> **Exercice proposé**: D'après le texte ci-dessous sur la chanson de Montéhus, vers quelle année la culture de la vigne a-t-elle été totalement abandonnée dans la contrée ? Répondez en une phrase, s'il vous plaît.

> **Document**:
******
Laissons de côté l’inspiration générale antimilitariste, pacifiste et teintée d’un socialisme radical pour nous intéresser aux vers qui se rapportent à la butte. On constate qu’habité par sa ferveur révolutionnaire et son goût pour l’épique, Montéhus écrit un texte qui certes évoque le massacre de nos troupes mais donne de la butte une description fantaisiste.
« Aujourd’hui y’a des vignes, il y pousse du raisin »
Il est fort peu probable qu’il y ait eu des vignes sur la butte de Bapaume orientée au nord. En 1923, date de l’écriture de la chanson, et en 1914, date des combats, les vignes avaient disparus de la contrée. Le phylloxéra qui apparaît ici en 1908 n’y est pour rien. La culture de la vigne, peu rentable, a été totalement abandonnée vers 1900. Le chemin de fer arrive à Sainte-Ménehould en 1867 et avec lui les vins du midi. La piquette locale n’a pas pu résister à une telle invasion.
« Où tous ceux qui montaient tombaient dans le ravin »
Des ravins dans la craie de Berzieux ? L’auteur doit peut-être, pour accentuer le caractère sauvage du combat, s’inspirer de ceux qui entaillent la forêt d’Argonne toute proche, lieu aussi d’âpres combats.
Cette chanson peut paraître à certains trop partisane. Mais elle a le mérite de préserver le souvenir de ce haut lieu de la Grande guerre qui, s’ajoutant à la Main de Massiges toute proche et à l’Argonne, font de notre région une terre exceptionnelle.
******
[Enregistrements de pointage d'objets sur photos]
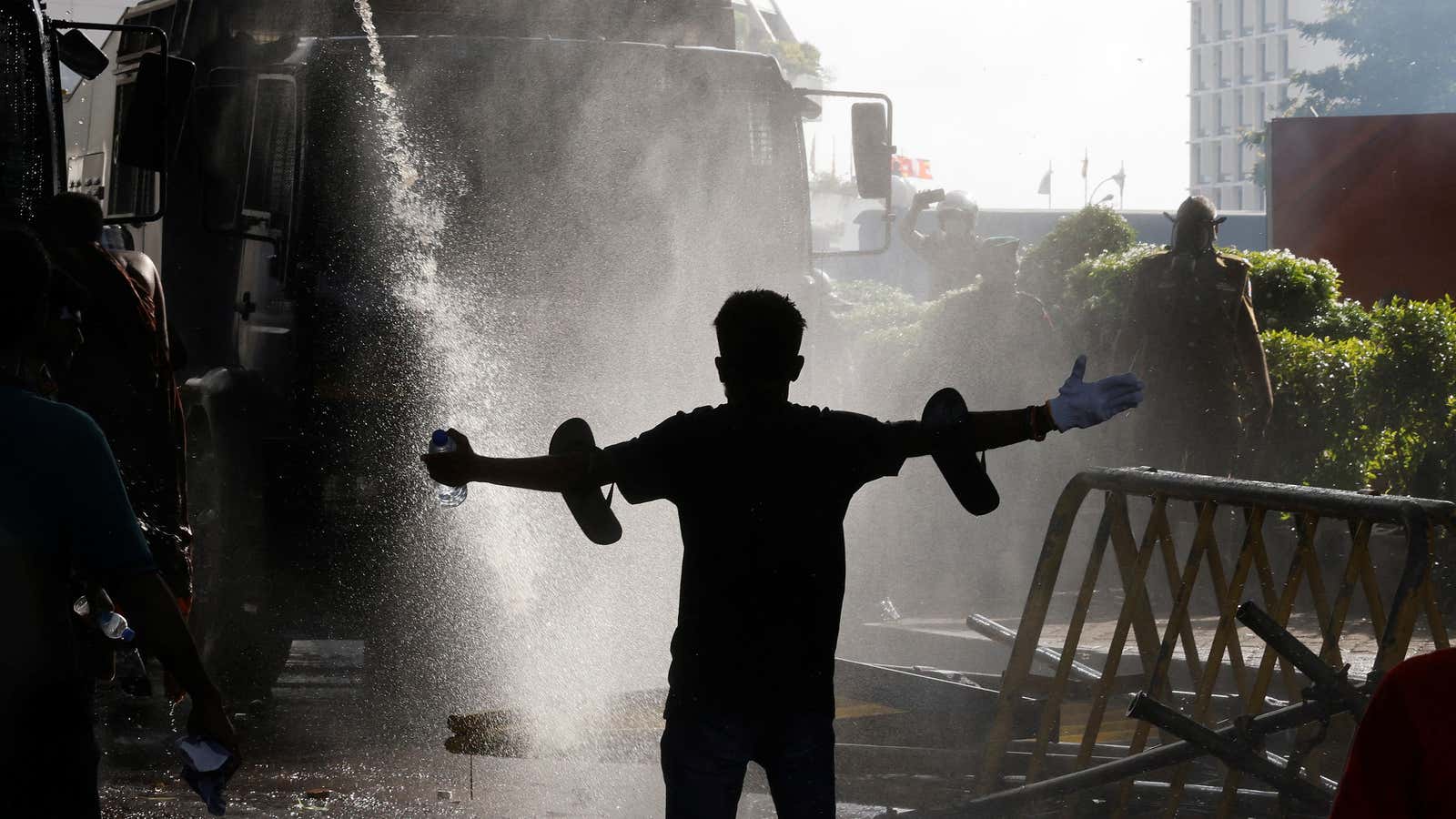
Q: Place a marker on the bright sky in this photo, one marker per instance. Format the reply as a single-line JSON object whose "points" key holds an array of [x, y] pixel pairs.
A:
{"points": [[992, 91]]}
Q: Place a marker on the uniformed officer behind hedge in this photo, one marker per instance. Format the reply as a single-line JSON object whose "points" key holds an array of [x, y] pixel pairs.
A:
{"points": [[954, 251], [762, 487], [1191, 334]]}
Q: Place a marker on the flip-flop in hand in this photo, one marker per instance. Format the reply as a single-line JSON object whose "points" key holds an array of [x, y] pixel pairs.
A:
{"points": [[1081, 404]]}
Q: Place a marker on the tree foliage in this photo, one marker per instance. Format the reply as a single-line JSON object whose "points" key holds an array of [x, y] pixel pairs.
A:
{"points": [[1077, 238], [1398, 58]]}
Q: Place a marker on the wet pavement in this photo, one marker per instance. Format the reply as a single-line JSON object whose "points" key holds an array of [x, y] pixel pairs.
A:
{"points": [[322, 732]]}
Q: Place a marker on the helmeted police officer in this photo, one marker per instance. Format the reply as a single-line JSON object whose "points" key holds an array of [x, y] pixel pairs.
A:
{"points": [[1193, 334], [953, 251]]}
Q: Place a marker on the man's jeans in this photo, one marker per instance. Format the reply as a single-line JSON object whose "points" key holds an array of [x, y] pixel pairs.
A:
{"points": [[705, 756]]}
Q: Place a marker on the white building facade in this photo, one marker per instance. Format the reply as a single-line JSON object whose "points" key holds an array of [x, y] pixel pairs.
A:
{"points": [[1242, 55]]}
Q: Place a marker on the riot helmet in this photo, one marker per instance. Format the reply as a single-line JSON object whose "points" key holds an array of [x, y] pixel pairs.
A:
{"points": [[1196, 227], [957, 213]]}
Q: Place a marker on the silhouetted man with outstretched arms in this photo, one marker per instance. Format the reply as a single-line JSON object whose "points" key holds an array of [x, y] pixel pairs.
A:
{"points": [[762, 487]]}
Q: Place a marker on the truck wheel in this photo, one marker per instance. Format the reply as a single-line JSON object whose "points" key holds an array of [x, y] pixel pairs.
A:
{"points": [[232, 618]]}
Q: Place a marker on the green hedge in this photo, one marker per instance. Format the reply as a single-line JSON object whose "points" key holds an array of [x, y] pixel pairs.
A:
{"points": [[1363, 397]]}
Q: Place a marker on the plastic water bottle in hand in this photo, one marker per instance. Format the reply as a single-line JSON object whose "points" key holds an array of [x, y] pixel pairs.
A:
{"points": [[448, 496], [109, 622]]}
******
> **Tâche réalisée**: La culture de la vigne a été totalement abandonnée dans la contrée vers 1900.